--- begin RECORDS TO USE ---
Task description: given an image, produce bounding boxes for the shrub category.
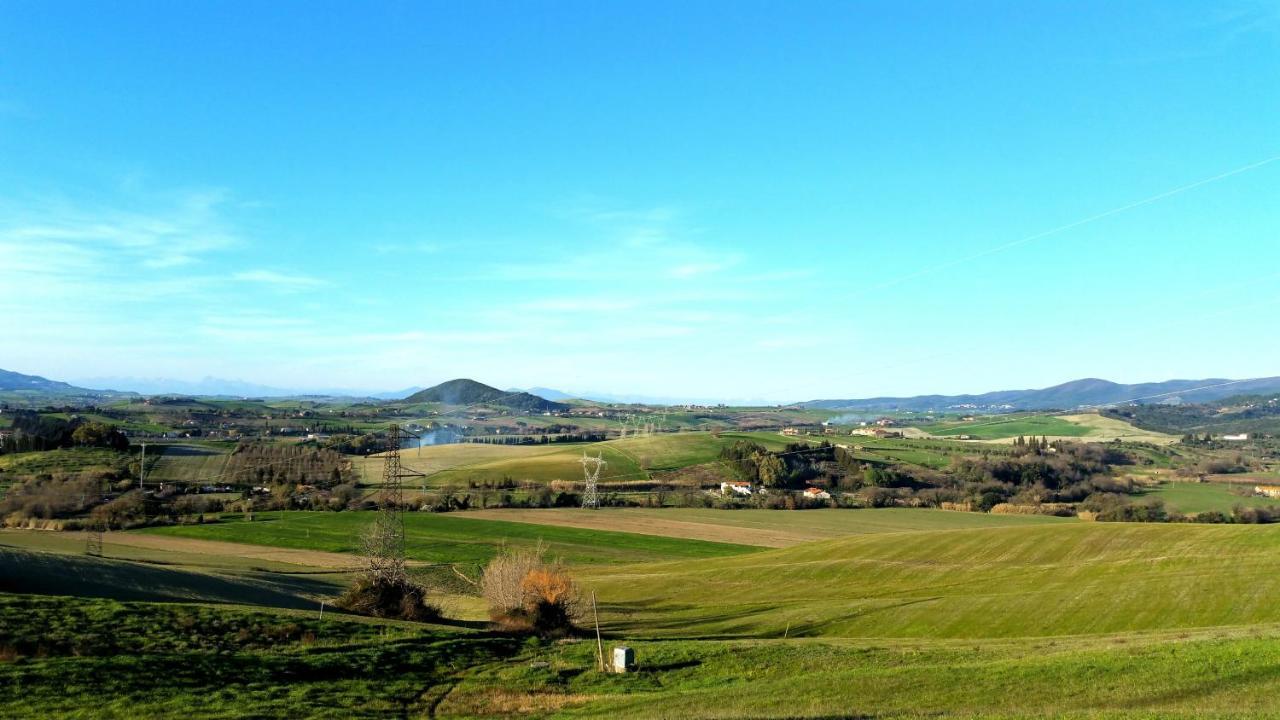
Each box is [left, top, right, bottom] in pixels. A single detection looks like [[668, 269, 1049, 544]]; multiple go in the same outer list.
[[335, 575, 440, 623], [480, 547, 581, 637]]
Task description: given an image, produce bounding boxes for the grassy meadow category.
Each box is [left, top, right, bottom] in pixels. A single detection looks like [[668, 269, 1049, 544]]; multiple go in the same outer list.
[[920, 413, 1178, 445], [0, 415, 1280, 720], [460, 507, 1075, 547], [584, 523, 1280, 638], [138, 511, 755, 565]]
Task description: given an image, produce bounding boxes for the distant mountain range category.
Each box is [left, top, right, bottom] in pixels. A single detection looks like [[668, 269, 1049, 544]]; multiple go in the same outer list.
[[77, 377, 307, 397], [404, 378, 568, 413], [803, 377, 1280, 413], [0, 370, 86, 395]]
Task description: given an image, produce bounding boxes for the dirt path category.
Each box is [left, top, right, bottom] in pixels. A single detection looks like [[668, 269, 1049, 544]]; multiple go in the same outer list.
[[458, 509, 814, 547], [104, 533, 360, 570]]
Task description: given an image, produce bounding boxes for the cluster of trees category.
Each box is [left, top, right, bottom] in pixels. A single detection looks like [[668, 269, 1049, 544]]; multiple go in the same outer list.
[[721, 441, 860, 489], [0, 410, 129, 454], [721, 438, 1132, 511], [480, 547, 584, 637]]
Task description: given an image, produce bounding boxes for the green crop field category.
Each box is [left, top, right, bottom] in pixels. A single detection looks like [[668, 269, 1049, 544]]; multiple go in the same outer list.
[[0, 447, 129, 475], [924, 415, 1089, 439], [461, 507, 1076, 547], [147, 443, 234, 483], [585, 523, 1280, 638], [0, 596, 1280, 719], [602, 433, 796, 474], [1143, 483, 1280, 515], [141, 511, 756, 565], [0, 541, 342, 607], [353, 432, 788, 487]]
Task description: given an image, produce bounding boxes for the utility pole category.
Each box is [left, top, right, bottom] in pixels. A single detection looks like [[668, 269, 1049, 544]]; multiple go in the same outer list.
[[365, 424, 422, 585], [582, 451, 608, 510]]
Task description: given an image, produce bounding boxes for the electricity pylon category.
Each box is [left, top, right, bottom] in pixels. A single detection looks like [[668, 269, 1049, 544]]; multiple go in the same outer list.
[[582, 451, 608, 510], [365, 424, 422, 584], [84, 520, 102, 557]]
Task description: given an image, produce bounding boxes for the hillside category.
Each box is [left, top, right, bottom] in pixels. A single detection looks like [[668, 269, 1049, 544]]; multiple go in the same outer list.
[[404, 378, 568, 413], [1106, 395, 1280, 434], [0, 370, 132, 406], [804, 377, 1280, 411]]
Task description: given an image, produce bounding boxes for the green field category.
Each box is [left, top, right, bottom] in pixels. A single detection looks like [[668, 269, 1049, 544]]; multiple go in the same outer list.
[[0, 596, 1280, 719], [355, 432, 790, 488], [1143, 483, 1280, 515], [461, 507, 1075, 547], [147, 443, 234, 483], [923, 415, 1089, 439], [585, 523, 1280, 638], [0, 447, 131, 475], [0, 543, 342, 607], [140, 511, 756, 565]]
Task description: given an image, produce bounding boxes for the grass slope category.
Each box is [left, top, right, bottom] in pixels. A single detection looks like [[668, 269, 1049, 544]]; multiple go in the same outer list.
[[147, 443, 232, 483], [0, 547, 335, 609], [140, 510, 755, 565], [10, 596, 1280, 719], [584, 523, 1280, 638], [0, 596, 518, 719]]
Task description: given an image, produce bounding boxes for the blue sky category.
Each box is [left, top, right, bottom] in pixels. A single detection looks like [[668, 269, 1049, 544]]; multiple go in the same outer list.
[[0, 1, 1280, 401]]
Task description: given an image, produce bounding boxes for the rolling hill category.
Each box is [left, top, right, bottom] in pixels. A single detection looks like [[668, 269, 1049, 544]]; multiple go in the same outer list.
[[803, 377, 1280, 411], [404, 378, 568, 413], [584, 523, 1280, 639]]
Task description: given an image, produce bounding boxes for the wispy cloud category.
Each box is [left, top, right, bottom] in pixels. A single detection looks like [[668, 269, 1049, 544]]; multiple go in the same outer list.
[[232, 269, 328, 290]]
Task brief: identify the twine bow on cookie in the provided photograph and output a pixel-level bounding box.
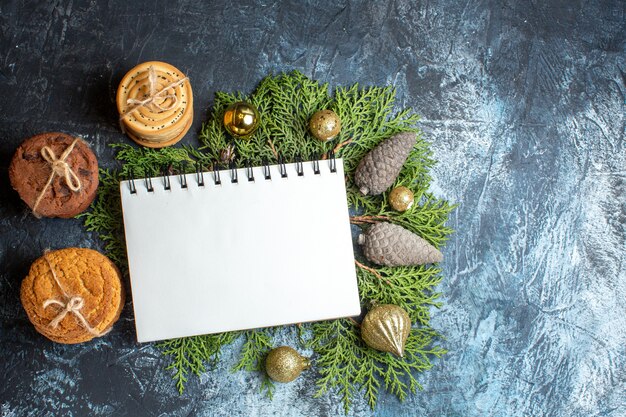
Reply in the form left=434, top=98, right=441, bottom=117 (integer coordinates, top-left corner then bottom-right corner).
left=33, top=138, right=82, bottom=218
left=120, top=65, right=189, bottom=132
left=43, top=252, right=106, bottom=336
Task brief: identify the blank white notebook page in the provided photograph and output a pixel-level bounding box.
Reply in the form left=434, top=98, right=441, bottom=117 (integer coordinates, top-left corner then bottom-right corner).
left=120, top=159, right=361, bottom=342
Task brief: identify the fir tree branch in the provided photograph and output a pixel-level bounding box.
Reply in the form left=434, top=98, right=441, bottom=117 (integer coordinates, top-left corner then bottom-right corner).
left=79, top=71, right=455, bottom=412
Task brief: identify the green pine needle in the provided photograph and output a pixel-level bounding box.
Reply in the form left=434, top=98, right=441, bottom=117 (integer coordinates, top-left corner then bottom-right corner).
left=80, top=71, right=455, bottom=412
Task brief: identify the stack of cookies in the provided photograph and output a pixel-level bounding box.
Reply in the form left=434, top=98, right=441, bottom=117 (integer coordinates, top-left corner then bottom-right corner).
left=116, top=61, right=193, bottom=148
left=9, top=132, right=98, bottom=218
left=20, top=248, right=124, bottom=344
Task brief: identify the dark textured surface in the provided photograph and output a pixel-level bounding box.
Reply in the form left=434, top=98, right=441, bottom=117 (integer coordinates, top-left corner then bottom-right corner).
left=0, top=0, right=626, bottom=417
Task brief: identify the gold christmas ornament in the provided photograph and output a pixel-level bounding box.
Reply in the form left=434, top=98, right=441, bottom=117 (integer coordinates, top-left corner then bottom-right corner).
left=265, top=346, right=311, bottom=382
left=361, top=304, right=411, bottom=357
left=309, top=110, right=341, bottom=142
left=389, top=186, right=415, bottom=212
left=224, top=101, right=261, bottom=139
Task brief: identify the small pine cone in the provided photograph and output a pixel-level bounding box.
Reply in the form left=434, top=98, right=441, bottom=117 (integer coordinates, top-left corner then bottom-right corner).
left=354, top=132, right=417, bottom=195
left=359, top=223, right=443, bottom=266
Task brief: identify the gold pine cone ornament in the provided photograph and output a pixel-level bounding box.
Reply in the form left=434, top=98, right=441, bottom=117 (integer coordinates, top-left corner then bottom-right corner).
left=265, top=346, right=311, bottom=382
left=361, top=304, right=411, bottom=357
left=224, top=101, right=261, bottom=139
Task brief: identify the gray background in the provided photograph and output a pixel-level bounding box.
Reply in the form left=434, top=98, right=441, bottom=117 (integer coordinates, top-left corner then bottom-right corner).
left=0, top=0, right=626, bottom=417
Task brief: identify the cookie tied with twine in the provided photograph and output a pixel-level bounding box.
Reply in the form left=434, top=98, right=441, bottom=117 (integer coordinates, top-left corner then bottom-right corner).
left=9, top=133, right=98, bottom=218
left=20, top=248, right=124, bottom=344
left=116, top=61, right=193, bottom=148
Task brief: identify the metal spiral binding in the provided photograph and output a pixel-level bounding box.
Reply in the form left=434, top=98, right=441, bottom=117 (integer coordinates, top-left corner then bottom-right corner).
--- end RECORDS TO USE ---
TASK OBJECTIVE → Please rewrite the records from the line holding "Task brief: identify the gray" through the end of the records, inclusive, keeping every request line as it stands. Multiply each pixel coordinate in the answers by 0.35 and round to whole numbers, with halves rounded up, leaving the sample coordinates inside the requests unchanged.

FINAL RESULT →
Task brief: identify the gray background in the provided photograph and output a pixel-level bounding box.
Reply in the form left=434, top=98, right=441, bottom=117 (integer coordinates, top-left corner then bottom-right corner).
left=0, top=0, right=219, bottom=146
Task brief: identify the cookie tied with twine in the provided photograph and output a pixel-level bounding box.
Reply in the form left=434, top=98, right=441, bottom=117 (integer coordinates, top-left corner then bottom-right corner).
left=3, top=47, right=34, bottom=76
left=7, top=87, right=43, bottom=120
left=41, top=21, right=68, bottom=52
Task brief: identify the metal spiral binding in the provided photograph and output a pixel-level bounding box.
Reply in the form left=434, top=98, right=441, bottom=117 (integer coordinates, top-left corner then bottom-right corner).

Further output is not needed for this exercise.